(Dataset excerpts on object pointing)
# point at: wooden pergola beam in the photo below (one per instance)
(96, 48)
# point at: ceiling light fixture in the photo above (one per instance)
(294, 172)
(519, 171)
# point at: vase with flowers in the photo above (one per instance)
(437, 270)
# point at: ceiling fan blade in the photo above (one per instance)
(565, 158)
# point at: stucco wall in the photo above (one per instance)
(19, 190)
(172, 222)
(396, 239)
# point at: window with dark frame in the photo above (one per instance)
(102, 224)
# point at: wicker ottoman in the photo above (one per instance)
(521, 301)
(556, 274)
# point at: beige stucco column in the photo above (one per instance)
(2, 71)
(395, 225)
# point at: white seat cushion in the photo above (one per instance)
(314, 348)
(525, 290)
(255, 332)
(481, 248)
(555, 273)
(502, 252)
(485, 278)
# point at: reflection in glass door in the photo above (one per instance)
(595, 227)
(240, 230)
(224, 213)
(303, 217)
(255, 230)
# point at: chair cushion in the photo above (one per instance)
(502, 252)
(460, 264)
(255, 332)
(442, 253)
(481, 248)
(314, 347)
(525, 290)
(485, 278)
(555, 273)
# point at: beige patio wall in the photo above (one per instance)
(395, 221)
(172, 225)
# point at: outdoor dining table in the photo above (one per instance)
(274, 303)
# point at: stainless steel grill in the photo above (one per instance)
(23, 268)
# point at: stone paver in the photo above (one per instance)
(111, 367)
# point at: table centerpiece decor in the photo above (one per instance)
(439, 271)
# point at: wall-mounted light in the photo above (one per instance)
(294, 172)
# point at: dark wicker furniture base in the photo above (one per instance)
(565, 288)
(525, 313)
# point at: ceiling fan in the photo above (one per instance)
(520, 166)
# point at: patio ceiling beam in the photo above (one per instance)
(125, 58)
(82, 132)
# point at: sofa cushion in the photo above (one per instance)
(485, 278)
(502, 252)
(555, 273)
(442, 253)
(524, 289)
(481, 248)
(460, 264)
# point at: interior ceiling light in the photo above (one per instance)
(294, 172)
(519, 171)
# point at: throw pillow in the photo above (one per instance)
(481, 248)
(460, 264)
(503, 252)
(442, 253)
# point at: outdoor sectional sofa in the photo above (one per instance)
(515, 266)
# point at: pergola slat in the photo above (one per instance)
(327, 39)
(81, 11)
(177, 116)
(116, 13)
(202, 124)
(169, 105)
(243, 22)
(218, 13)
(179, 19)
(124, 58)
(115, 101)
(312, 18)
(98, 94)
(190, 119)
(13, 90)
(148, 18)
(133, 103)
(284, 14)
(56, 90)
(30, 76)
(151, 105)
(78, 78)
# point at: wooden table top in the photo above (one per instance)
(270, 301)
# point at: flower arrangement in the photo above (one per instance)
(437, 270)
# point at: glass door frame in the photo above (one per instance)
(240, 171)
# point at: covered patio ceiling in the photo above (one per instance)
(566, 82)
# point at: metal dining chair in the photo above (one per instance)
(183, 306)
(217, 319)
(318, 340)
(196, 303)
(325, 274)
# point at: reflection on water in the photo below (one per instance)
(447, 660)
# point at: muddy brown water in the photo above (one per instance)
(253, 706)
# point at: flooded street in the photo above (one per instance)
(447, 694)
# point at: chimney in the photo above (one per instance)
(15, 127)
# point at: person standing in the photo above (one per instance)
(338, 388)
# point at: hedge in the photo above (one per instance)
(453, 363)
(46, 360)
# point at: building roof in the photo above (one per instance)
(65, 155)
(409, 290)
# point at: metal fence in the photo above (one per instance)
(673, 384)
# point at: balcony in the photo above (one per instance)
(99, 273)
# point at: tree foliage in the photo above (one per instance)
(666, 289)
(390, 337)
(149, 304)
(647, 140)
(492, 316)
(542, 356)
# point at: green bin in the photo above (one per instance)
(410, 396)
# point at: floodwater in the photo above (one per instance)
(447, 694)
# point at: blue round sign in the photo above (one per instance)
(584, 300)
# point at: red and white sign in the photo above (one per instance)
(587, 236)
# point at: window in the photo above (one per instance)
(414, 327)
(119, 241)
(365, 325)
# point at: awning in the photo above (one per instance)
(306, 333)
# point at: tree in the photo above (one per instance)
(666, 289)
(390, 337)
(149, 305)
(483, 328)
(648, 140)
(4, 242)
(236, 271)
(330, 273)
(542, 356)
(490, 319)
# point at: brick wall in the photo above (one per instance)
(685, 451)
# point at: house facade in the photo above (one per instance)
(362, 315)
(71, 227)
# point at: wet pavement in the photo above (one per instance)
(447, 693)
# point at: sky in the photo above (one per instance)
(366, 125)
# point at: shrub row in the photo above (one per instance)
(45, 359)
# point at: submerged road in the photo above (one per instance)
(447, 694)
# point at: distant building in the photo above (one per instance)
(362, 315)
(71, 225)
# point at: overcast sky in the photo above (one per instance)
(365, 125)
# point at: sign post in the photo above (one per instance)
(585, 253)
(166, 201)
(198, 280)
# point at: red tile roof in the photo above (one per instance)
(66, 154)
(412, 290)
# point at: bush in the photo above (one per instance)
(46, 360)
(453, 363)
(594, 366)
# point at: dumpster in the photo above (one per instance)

◆ **OBJECTIVE**:
Please set down all the data word for word.

◆ **EXPECTED OUTPUT**:
# point at: wooden pergola beam in the photo below (one per instance)
(96, 48)
# point at: ceiling light fixture in the photo above (one per instance)
(294, 172)
(519, 171)
# point at: vase with flowers in the photo above (one per instance)
(437, 270)
# point at: ceiling fan blade in the photo above (one per instance)
(565, 158)
# point at: stucco wall in the photo above (one per instance)
(19, 190)
(172, 222)
(396, 239)
# point at: window with dark frame in the photo above (one per instance)
(102, 224)
# point at: wicker ottoman in the photo above (one per instance)
(521, 301)
(556, 274)
# point at: beige stucco column in the photo above (one per instance)
(2, 71)
(395, 225)
# point at: white seat cushion in the photo above (one per instance)
(314, 348)
(525, 290)
(255, 332)
(481, 248)
(555, 273)
(502, 252)
(485, 278)
# point at: reflection in glass door in the photo above (one per instance)
(595, 227)
(240, 230)
(224, 213)
(303, 217)
(255, 230)
# point at: chair cushion in the photo above (one per instance)
(502, 252)
(460, 264)
(255, 332)
(442, 253)
(481, 248)
(314, 347)
(525, 290)
(485, 278)
(555, 273)
# point at: beige patio wall in the photo above (one per instance)
(395, 221)
(172, 225)
# point at: outdoor dining table in the photo above (one per instance)
(274, 303)
# point at: stainless steel grill in the photo above (one per instance)
(23, 268)
# point at: stone paver in the photo above (one per instance)
(111, 367)
# point at: table centerpiece decor in the photo above (one per instance)
(439, 271)
# point at: wall-mounted light in the photo above (one per instance)
(294, 172)
# point at: dark wicker furniture base in the photo above (one per instance)
(565, 288)
(525, 313)
# point at: ceiling fan in the photo above (one per instance)
(520, 166)
# point at: patio ceiling beam in the photo above (one per instance)
(125, 58)
(82, 132)
# point at: sofa cushion in the photo above (one per instance)
(485, 278)
(502, 252)
(555, 273)
(442, 253)
(524, 289)
(481, 248)
(460, 264)
# point at: interior ceiling light in the photo above (one per instance)
(294, 172)
(519, 171)
# point at: throw pillow in the photo above (one per instance)
(481, 248)
(460, 264)
(503, 252)
(442, 253)
# point at: outdoor sectional sofa in the photo above (one per instance)
(515, 266)
# point at: pergola slat in the photo above (one per instance)
(327, 39)
(81, 11)
(177, 116)
(116, 13)
(202, 124)
(169, 105)
(243, 22)
(218, 13)
(179, 19)
(124, 58)
(115, 101)
(312, 18)
(98, 94)
(190, 119)
(13, 90)
(148, 18)
(133, 103)
(284, 14)
(56, 90)
(30, 76)
(151, 105)
(78, 78)
# point at: wooden table top in the photo above (one per instance)
(270, 301)
# point at: flower arrangement in the photo above (one per instance)
(437, 270)
# point at: glass door frame in the photo above (one per instance)
(240, 171)
# point at: covered patio ceiling in the photo above (one per instance)
(566, 82)
# point at: metal dining chair in the photo above (one per instance)
(183, 306)
(217, 319)
(318, 340)
(196, 303)
(325, 274)
# point at: reflection on water in the photo below (one per instance)
(447, 660)
# point at: muddy brown water in the photo above (one per instance)
(253, 706)
# point at: flooded street in the photo above (one per instance)
(447, 694)
# point at: chimney in the photo above (one per instance)
(15, 127)
# point at: person standing in the photo above (one per instance)
(338, 388)
# point at: hedge in the photo above (one per instance)
(453, 363)
(46, 360)
# point at: building roof in the photo above (one per instance)
(65, 155)
(409, 290)
# point at: metal fence in the photo above (one per instance)
(673, 384)
# point at: balcony in the photo above (one per instance)
(99, 273)
# point at: tree foliage in the photo above (one per instance)
(666, 289)
(390, 337)
(149, 304)
(647, 140)
(492, 316)
(542, 356)
# point at: green bin in the photo above (one per instance)
(410, 396)
# point at: floodwater in the photo above (one per instance)
(447, 694)
# point at: blue round sign in the photo above (one per instance)
(584, 300)
# point at: red and white sign in the photo above (one per instance)
(587, 236)
# point at: window in the photo above (one per instance)
(414, 327)
(119, 241)
(365, 325)
# point at: awning in the photo above (one per instance)
(306, 333)
# point at: tree in the photo above (one per instance)
(666, 289)
(390, 337)
(149, 305)
(483, 328)
(648, 140)
(4, 242)
(236, 271)
(330, 273)
(542, 356)
(490, 319)
# point at: brick wall in the photo above (one per instance)
(685, 451)
# point at: house facade in the photo above (one per instance)
(362, 315)
(71, 227)
# point at: wet pavement in the photo above (one per instance)
(447, 693)
# point at: sky in the photo above (one per instance)
(366, 125)
# point at: shrub row in the photo above (one per instance)
(45, 359)
# point at: submerged road in the photo above (one per instance)
(447, 694)
# point at: distant building in the photo above (one per instance)
(362, 315)
(71, 225)
# point at: overcast sky in the photo above (one per instance)
(365, 125)
# point at: sign post in the photo above (one per instance)
(585, 253)
(166, 201)
(198, 280)
# point at: red tile roof in the photo above (one per instance)
(66, 154)
(412, 290)
# point at: bush in the photo above (one per instance)
(46, 360)
(453, 363)
(594, 366)
# point at: dumpster in the photo above (one per instance)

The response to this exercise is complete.